FOX LAKE – Many aren’t aware of the Lake County Community Foundation or its mission.
The group’s members know this. They also know the potential power of a single voice. Most recently, the voice amplifying that mission and so much more is Malcolm Newsome of Fox Lake.
Involved with the foundation for a few years, Newsome became a member of the board last year. After the death of George Floyd and the unrest of the country amid the Black Lives Matter movement, Newsome wrote an essay about his experiences as a Black person living in Lake County.
He wrote of being stopped by a police officer while walking down the street eating ice cream and being questioned for “joy riding” in a residential neighborhood while test driving a car with a Black sales rep.
“I’ve gladly called Lake County home for over 35 years,” he wrote. “Yes, I’ve had painful experiences. But I’ve also experienced unspeakable joy here, as well.
“It is because of that love that I volunteer my time serving as a board member of the Lake County Community Foundation. It is because of that love that I urge everyone else in Lake County to take note – and not be dismissive – of the personal struggles many in the community face due to the color of their skin.”
Published on the foundation’s website at www.lakecountycf.org, the statement both reflects the foundation’s support of the Black Lives Matter movement and acknowledges that white privilege exists and is wrong.

Dataset excerpts:
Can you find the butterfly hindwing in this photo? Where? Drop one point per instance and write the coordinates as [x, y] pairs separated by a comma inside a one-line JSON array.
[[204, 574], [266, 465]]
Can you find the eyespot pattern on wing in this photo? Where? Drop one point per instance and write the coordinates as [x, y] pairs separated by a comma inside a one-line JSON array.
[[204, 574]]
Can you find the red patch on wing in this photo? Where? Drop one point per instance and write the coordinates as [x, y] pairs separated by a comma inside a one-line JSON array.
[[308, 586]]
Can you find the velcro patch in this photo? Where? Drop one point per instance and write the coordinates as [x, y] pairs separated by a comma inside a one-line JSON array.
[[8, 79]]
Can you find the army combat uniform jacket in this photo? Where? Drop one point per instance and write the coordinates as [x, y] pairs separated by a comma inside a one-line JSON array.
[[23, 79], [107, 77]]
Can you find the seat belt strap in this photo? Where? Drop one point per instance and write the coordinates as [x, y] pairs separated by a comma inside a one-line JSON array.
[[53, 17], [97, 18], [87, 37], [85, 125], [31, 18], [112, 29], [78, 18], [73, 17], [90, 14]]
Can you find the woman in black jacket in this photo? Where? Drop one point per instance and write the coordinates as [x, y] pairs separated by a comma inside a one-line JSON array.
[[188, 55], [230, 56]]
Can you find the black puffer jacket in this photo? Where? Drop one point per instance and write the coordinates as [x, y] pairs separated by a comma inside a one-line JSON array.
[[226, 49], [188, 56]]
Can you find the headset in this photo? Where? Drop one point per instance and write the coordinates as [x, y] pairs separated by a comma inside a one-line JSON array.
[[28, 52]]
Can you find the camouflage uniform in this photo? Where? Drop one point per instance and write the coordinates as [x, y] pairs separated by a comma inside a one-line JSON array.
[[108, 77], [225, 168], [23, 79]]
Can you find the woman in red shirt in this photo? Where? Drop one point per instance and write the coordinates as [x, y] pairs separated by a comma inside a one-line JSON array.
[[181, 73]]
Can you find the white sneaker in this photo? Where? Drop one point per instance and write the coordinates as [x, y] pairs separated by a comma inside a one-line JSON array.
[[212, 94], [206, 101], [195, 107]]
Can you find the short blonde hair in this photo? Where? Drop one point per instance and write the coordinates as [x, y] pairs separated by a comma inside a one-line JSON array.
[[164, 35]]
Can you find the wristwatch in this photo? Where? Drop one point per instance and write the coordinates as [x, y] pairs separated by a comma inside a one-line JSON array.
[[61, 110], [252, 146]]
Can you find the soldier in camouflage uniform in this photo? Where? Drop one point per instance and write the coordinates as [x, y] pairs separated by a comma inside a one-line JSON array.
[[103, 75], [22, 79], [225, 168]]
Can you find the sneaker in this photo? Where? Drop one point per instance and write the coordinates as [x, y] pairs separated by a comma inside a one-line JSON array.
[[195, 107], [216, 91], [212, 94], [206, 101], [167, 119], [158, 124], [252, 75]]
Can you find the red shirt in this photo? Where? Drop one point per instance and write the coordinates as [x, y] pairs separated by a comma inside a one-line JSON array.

Assignment: Repeat word for word the part of the article about Malcolm Newsome from "The group’s members" to "Black sales rep.". The listing is not needed for anything here.

Answer below:
The group’s members know this. They also know the potential power of a single voice. Most recently, the voice amplifying that mission and so much more is Malcolm Newsome of Fox Lake.
Involved with the foundation for a few years, Newsome became a member of the board last year. After the death of George Floyd and the unrest of the country amid the Black Lives Matter movement, Newsome wrote an essay about his experiences as a Black person living in Lake County.
He wrote of being stopped by a police officer while walking down the street eating ice cream and being questioned for “joy riding” in a residential neighborhood while test driving a car with a Black sales rep.